Point annotation dataset listing:
+===+

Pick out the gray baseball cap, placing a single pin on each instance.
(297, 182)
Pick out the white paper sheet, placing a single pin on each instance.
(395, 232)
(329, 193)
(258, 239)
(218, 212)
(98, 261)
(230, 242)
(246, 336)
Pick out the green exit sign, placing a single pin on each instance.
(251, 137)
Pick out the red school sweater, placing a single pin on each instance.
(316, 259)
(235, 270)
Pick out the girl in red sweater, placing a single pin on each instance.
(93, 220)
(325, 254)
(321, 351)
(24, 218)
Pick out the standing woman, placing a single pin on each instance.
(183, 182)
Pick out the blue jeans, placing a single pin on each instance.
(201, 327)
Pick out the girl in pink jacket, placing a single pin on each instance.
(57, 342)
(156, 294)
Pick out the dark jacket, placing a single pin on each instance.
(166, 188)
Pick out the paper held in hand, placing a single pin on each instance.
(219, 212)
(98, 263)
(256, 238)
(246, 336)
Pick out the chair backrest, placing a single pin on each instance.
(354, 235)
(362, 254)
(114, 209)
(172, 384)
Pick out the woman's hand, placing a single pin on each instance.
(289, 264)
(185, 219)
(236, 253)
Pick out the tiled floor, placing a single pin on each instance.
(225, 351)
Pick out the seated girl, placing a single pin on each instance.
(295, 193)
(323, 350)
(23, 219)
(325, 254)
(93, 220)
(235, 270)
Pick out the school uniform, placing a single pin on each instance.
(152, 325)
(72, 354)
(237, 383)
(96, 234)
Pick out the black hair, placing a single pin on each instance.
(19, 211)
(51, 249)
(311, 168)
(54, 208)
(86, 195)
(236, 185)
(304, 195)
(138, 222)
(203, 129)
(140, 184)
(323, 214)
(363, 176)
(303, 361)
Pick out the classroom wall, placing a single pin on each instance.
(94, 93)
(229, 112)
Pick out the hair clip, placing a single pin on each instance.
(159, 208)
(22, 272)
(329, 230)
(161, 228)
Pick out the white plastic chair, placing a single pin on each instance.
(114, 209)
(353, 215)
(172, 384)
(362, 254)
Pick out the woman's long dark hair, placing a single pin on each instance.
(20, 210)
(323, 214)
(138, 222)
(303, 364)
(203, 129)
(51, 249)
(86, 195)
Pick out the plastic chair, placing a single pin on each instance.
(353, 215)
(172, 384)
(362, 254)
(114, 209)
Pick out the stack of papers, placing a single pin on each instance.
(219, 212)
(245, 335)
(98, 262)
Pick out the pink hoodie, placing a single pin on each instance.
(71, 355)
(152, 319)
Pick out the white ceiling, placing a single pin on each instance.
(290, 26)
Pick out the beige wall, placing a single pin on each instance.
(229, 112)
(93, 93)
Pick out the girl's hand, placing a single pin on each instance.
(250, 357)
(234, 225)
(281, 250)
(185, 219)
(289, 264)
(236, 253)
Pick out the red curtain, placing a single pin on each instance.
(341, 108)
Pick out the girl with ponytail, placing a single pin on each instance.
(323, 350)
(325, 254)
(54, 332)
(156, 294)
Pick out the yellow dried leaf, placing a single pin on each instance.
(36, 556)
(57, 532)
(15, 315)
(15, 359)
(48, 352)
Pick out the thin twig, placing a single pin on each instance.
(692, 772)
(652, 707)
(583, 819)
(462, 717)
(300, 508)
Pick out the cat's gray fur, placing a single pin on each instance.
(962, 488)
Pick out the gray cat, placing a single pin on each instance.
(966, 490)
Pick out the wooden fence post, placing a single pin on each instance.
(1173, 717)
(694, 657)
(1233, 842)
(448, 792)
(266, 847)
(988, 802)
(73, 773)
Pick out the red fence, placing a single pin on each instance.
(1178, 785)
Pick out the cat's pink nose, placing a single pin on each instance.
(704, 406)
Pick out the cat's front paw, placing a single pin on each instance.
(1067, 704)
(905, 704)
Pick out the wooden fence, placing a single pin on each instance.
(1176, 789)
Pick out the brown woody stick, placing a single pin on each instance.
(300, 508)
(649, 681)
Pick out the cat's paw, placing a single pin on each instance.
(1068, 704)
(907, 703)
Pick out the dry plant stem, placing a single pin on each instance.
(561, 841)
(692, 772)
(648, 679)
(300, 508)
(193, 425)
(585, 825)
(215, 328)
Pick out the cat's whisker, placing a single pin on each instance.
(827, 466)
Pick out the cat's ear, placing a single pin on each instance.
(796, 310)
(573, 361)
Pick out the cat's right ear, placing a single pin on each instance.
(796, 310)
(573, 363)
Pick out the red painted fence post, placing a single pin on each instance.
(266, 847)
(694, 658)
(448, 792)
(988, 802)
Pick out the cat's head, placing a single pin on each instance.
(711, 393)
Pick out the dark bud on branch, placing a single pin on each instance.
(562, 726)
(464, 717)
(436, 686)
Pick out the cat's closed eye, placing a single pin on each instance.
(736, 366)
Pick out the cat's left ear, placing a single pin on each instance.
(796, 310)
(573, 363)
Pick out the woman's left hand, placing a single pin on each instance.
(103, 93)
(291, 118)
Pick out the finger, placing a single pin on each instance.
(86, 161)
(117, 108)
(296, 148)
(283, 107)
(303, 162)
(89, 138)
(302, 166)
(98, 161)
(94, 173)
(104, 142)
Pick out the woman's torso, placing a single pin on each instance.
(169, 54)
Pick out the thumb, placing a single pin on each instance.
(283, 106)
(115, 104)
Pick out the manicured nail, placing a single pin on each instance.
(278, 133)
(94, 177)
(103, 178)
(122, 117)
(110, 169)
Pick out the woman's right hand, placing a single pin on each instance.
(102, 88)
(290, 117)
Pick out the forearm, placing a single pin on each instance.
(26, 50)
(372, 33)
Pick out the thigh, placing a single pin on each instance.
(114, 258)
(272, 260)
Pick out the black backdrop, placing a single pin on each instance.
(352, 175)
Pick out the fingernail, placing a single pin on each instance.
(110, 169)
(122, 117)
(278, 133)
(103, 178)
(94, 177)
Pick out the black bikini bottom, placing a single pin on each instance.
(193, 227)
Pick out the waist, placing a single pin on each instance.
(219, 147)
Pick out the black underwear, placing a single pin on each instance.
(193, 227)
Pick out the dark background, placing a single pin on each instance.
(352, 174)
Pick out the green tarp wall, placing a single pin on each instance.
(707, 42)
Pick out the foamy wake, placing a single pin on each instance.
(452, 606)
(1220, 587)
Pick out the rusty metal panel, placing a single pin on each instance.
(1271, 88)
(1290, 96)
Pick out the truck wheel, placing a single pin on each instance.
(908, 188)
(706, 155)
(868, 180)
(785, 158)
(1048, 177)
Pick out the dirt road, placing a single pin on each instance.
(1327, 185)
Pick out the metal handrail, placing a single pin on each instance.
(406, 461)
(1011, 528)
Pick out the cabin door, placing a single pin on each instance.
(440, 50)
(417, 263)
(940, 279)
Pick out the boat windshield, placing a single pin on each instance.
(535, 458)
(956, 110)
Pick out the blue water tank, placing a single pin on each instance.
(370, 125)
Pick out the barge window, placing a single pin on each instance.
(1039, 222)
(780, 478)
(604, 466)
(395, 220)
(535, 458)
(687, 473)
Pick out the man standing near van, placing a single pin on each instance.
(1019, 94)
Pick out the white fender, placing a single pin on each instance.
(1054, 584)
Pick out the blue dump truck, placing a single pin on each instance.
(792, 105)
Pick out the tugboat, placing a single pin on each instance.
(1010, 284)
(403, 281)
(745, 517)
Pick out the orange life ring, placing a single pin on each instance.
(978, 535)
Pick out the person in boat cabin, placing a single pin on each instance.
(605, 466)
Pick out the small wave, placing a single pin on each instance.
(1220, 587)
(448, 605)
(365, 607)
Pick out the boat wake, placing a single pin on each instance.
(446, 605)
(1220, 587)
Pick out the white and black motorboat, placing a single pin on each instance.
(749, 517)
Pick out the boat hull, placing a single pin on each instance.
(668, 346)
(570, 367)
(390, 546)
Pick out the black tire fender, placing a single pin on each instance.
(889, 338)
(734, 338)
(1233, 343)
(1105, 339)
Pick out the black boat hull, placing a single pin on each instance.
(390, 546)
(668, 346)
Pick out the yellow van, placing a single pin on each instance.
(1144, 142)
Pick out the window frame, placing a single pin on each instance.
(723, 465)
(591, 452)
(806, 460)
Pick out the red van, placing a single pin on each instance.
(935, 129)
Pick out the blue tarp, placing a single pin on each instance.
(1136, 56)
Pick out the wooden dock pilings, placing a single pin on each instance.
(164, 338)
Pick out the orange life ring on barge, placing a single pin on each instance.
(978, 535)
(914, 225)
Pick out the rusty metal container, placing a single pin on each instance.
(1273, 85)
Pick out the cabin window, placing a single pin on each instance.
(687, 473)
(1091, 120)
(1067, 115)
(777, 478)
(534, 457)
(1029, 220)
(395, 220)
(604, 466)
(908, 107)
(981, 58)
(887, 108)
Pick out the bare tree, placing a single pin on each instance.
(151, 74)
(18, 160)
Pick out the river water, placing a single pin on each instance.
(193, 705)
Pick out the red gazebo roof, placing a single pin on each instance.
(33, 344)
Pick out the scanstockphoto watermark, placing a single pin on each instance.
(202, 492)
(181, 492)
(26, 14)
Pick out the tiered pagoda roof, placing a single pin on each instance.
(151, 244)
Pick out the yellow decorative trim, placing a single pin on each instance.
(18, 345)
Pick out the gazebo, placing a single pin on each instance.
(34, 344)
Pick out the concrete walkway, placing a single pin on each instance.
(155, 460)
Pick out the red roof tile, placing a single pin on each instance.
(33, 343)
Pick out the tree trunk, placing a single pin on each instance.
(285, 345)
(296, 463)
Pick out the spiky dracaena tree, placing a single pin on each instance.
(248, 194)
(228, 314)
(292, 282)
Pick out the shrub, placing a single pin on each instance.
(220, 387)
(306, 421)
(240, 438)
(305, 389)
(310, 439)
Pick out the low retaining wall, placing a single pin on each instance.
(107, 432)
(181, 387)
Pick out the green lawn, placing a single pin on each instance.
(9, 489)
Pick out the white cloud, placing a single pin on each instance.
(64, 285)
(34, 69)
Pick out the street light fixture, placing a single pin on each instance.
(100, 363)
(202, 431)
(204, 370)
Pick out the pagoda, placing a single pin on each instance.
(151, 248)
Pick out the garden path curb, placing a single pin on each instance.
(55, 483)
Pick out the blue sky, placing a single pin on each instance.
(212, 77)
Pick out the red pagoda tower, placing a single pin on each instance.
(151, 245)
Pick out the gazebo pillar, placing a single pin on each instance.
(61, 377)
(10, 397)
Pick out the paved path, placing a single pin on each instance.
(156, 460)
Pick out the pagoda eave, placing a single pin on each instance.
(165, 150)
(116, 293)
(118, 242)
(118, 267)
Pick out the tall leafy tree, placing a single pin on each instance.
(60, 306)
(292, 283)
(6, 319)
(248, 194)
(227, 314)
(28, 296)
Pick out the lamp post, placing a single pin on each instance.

+===+

### Problem to solve:
Recast the listing as a Markdown table with the columns Row and Text, starting at the line containing "Pick out the blue sky, placing" and continuing through the end of the listing. Leave out any blank lines.

### Finished task:
| Row | Text |
|---|---|
| 1 | Pick out the blue sky, placing a single pin on each instance. |
| 2 | (212, 77) |
| 3 | Pick out the red pagoda tower, placing a single pin on each instance. |
| 4 | (151, 245) |
| 5 | Pick out the gazebo pillar, placing a single pin on each instance. |
| 6 | (61, 377) |
| 7 | (10, 397) |
| 8 | Pick out the paved path, placing a single pin on each instance. |
| 9 | (156, 460) |
| 10 | Pick out the pagoda eave, placing a single pin on each instance. |
| 11 | (165, 150) |
| 12 | (116, 293) |
| 13 | (118, 242) |
| 14 | (118, 267) |
| 15 | Pick out the tall leafy tree, placing a single pin on each instance. |
| 16 | (60, 306) |
| 17 | (292, 283) |
| 18 | (6, 319) |
| 19 | (248, 194) |
| 20 | (227, 314) |
| 21 | (28, 296) |
| 22 | Pick out the lamp post, placing a single pin on each instance. |